====== Vorliegender Text ======

Aufmerksamen Anhängern der schwarzen Szene dürfte der Name The Last Dance im letzten Jahr wohl kaum entgangen sein, tauchte doch der eingängige Track "Nightmares" auf CD-Samplern zu fast allen großen Magazinen auf. In diversen Interviews mit der Band ist immer wieder auf den christlichen Hintergrund einiger Mitglieder angespielt worden; Insider wissen zudem, dass ihre Stücke in der Vergangenheit immer mal wieder auf Samplern christlicher Magazine und Plattenfirmen vertreten waren (wo sie natürlich auch immer zu den besten gehörten), und dass die Band schon mal im Rahmen von christlichen Festivals auftritt. Hier ein kleiner, hoffentlich erhellender E-Mail-Plausch mit den drei Zukunftsrockern, die sich anschicken, den europäischen Markt zu erobern.

The Last Dance Zuallererst: Wann und unter welchen Umständen entstand The Last Dance?

======

→ Kurze Aufgabe A: Welcher Track tauchte laut dem Text über The Last Dance auf CD-Samplern zu fast allen großen Magazinen auf?
→ Kurze Aufgabe B: Erkläre anhand des Textes über The Last Dance, warum der Bandname aufmerksamen Anhängern der schwarzen Szene im letzten Jahr kaum entgangen sein dürfte.
→ Kurze Aufgabe C: Greife den Text über The Last Dance an seinem Ende auf und schreibe ihn weiter.

====== Rohdaten ======

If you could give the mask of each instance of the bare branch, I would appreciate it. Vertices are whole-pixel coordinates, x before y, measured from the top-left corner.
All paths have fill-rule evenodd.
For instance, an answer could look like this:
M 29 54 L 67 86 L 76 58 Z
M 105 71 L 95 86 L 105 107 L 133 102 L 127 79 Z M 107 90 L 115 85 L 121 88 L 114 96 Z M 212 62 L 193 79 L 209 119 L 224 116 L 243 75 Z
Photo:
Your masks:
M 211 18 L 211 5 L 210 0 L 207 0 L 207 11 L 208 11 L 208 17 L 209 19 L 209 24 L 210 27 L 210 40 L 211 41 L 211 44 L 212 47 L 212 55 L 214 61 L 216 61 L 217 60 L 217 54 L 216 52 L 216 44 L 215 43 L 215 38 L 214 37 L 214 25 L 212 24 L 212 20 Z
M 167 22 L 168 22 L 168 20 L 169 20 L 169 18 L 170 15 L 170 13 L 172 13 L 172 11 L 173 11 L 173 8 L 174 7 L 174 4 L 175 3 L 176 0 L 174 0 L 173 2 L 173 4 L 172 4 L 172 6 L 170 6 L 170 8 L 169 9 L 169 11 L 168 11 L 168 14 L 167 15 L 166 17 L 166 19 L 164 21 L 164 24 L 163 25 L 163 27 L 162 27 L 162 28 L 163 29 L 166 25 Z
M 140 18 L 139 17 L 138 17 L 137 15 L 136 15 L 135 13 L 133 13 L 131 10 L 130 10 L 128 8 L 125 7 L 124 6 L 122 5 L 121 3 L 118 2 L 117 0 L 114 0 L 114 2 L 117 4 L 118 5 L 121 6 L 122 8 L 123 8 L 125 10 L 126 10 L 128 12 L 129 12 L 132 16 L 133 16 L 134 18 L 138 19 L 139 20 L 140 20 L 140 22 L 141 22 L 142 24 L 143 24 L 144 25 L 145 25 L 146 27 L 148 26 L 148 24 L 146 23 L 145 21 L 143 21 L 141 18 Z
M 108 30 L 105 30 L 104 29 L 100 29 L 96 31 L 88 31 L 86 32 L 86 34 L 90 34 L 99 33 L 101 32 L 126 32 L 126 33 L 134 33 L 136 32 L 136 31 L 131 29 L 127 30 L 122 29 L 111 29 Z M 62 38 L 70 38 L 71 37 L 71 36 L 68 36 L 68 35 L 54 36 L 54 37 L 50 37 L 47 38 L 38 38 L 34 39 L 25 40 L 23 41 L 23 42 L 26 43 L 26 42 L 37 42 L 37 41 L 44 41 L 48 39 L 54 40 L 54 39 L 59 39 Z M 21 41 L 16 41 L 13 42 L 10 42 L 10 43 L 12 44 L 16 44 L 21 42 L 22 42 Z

======

→ Ergebnis A: Der Track „Nightmares“.

→ Ergebnis B: Der eingängige Track „Nightmares“ der Band tauchte im letzten Jahr auf CD-Samplern zu fast allen großen Magazinen auf. Deshalb dürfte der Name The Last Dance aufmerksamen Anhängern der schwarzen Szene kaum entgangen sein.

→ Ergebnis C:
JEFF: Rick und ich haben die Band 1990 gegründet. Er war gerade aus einem anderen Projekt ausgestiegen, und ich hatte was mit dem Management dieser Band zu tun. Er schrieb weiterhin Musik und bat mich, dazu zu singen. Wir machten das nur zum Spaß und planten nicht, eine Band zu werden. Unsere Freunde waren es, die sagten, wir sollten was daraus machen. Dann fanden wir einen Namen sowie einen Schlagzeuger und einen Bassisten. Peter ist seit 10 Jahren dabei.

Wenn ich richtig informiert bin, ist The Last Dance nicht als christliche Band zu bezeichnen. Trotzdem scheinen viele eurer Texte eine geistliche Dimension zu besitzen. Wie sehen eure spirituellen Hintergründe aus?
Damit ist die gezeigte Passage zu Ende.